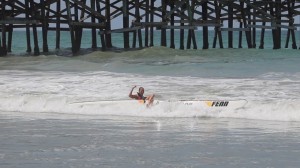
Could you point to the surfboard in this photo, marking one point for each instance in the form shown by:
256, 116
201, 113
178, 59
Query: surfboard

YOUR TASK: The string "surfboard" marks the lines to return from the material. Copy each one.

TASK OUTPUT:
Could you point to the surfboard in this photo, marking one point for each instance in the form shown by:
Query: surfboard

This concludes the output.